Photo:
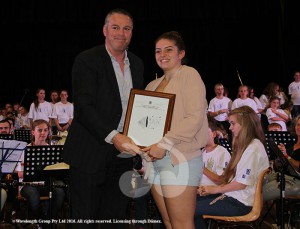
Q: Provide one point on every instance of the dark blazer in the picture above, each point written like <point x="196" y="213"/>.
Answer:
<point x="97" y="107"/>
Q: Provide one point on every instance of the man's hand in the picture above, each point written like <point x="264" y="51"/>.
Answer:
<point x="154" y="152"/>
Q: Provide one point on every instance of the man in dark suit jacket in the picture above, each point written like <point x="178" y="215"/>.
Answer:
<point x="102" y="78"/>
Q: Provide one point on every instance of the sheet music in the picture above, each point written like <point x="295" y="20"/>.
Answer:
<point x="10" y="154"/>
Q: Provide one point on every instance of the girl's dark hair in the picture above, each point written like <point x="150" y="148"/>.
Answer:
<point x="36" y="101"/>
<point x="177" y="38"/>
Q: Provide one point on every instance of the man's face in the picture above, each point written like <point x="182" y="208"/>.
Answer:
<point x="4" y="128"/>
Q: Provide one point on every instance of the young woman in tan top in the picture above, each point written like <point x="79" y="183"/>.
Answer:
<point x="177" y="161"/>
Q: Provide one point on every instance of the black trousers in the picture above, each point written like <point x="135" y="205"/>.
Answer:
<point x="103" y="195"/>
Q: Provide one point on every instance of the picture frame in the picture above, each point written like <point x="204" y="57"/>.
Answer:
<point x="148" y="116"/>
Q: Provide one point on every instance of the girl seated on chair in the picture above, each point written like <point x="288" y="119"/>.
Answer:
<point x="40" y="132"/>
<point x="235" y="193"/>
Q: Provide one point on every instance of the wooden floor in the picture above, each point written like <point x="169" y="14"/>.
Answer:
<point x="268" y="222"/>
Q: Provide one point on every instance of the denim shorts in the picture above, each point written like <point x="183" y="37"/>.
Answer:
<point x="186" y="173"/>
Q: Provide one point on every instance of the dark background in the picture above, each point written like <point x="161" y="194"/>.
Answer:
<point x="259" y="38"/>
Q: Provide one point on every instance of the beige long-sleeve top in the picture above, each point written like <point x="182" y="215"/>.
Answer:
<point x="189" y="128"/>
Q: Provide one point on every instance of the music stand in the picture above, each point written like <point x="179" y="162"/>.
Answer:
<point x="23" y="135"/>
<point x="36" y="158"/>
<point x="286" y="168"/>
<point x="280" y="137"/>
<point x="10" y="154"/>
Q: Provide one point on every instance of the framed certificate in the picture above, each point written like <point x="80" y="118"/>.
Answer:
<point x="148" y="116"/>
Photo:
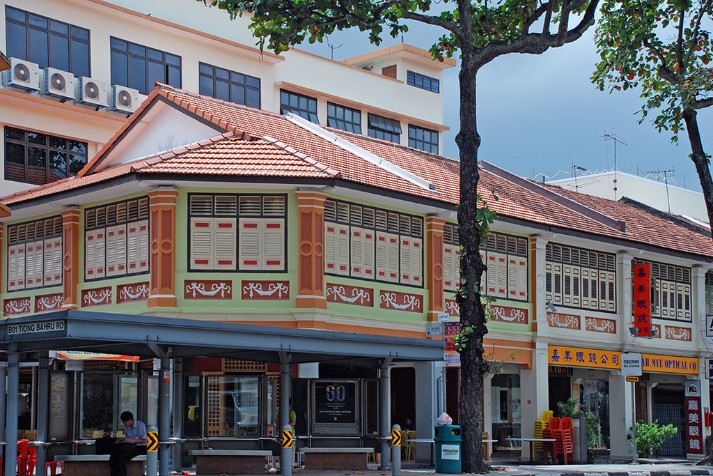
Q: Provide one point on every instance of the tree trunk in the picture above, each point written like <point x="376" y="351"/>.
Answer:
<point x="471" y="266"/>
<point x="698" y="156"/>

........

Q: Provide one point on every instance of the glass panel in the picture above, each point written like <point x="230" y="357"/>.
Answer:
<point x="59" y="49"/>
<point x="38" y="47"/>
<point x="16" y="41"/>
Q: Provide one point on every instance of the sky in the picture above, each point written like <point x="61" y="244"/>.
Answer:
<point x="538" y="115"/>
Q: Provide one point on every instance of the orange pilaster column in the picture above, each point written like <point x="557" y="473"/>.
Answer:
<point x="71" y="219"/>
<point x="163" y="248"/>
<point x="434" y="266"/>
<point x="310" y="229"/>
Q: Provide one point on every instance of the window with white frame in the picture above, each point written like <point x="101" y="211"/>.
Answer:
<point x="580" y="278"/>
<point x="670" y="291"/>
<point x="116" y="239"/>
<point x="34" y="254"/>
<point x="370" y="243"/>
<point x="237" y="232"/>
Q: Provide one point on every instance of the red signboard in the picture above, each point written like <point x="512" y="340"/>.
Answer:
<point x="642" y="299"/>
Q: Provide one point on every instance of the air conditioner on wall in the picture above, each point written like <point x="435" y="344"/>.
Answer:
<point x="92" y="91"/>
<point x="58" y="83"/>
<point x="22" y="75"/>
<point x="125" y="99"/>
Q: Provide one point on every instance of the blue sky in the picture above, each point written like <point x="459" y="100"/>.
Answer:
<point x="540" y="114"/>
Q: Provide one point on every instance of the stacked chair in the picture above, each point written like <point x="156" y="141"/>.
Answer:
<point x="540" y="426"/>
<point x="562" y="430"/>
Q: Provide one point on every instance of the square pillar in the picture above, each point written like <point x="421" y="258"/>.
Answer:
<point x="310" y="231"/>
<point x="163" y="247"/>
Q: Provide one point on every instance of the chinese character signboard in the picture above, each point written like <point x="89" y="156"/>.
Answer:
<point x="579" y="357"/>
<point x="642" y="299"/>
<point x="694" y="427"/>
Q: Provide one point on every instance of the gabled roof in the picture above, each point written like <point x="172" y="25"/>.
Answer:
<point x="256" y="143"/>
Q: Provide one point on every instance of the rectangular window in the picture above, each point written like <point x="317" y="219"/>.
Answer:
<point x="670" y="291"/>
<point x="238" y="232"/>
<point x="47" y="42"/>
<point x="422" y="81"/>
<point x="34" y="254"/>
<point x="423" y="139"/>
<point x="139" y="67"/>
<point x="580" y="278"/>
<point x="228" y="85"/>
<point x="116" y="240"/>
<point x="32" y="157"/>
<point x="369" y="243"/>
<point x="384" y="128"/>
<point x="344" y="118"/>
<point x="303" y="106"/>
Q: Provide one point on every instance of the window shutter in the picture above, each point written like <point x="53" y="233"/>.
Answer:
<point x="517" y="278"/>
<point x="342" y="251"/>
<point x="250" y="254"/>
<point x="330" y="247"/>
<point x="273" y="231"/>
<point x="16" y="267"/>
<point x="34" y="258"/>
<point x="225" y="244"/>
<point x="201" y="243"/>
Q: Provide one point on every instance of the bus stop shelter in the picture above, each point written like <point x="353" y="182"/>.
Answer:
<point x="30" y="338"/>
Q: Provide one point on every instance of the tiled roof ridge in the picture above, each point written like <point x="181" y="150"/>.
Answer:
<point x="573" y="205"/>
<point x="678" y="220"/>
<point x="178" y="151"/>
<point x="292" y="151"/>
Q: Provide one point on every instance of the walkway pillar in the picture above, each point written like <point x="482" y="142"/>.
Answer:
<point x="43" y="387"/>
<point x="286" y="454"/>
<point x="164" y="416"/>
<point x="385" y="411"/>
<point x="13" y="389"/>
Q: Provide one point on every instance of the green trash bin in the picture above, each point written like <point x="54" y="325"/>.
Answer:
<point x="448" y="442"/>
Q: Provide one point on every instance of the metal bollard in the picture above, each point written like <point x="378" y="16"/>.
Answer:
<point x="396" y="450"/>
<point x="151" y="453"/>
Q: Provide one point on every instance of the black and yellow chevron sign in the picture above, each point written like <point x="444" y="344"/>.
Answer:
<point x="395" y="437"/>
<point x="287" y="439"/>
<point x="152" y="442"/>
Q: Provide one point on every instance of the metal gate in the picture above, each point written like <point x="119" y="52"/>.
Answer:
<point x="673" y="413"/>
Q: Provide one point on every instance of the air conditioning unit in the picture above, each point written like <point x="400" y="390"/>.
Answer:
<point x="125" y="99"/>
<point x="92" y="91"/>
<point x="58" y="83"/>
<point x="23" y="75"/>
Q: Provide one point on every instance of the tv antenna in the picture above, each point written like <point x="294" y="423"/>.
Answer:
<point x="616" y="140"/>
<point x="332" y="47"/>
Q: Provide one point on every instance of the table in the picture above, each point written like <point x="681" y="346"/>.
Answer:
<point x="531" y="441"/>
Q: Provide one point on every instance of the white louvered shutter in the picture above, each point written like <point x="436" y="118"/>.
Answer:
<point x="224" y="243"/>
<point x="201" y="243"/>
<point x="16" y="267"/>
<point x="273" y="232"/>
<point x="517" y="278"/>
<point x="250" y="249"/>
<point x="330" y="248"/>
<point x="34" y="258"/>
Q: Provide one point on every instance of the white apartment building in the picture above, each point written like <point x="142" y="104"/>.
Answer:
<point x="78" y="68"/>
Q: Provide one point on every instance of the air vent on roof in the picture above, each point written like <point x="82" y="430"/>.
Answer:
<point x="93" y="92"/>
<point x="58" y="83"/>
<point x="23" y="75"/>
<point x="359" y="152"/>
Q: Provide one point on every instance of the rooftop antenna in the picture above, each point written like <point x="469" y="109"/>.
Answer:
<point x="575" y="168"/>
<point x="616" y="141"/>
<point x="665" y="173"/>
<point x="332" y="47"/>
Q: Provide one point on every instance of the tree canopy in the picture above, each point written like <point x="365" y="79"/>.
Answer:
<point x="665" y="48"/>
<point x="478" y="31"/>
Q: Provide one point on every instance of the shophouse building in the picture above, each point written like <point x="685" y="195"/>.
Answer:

........

◆ **Aim of the task**: From the listing above, identify and copy each line that contains the word "black", matching case exactly.

◆ **Solved problem**:
Q: Provide one point on every instance of the black trousers in the picture above, each point written like <point x="135" y="205"/>.
Q: Provide one point on every instance of the black and yellow chevron sign in the picture above, each point written like <point x="444" y="344"/>.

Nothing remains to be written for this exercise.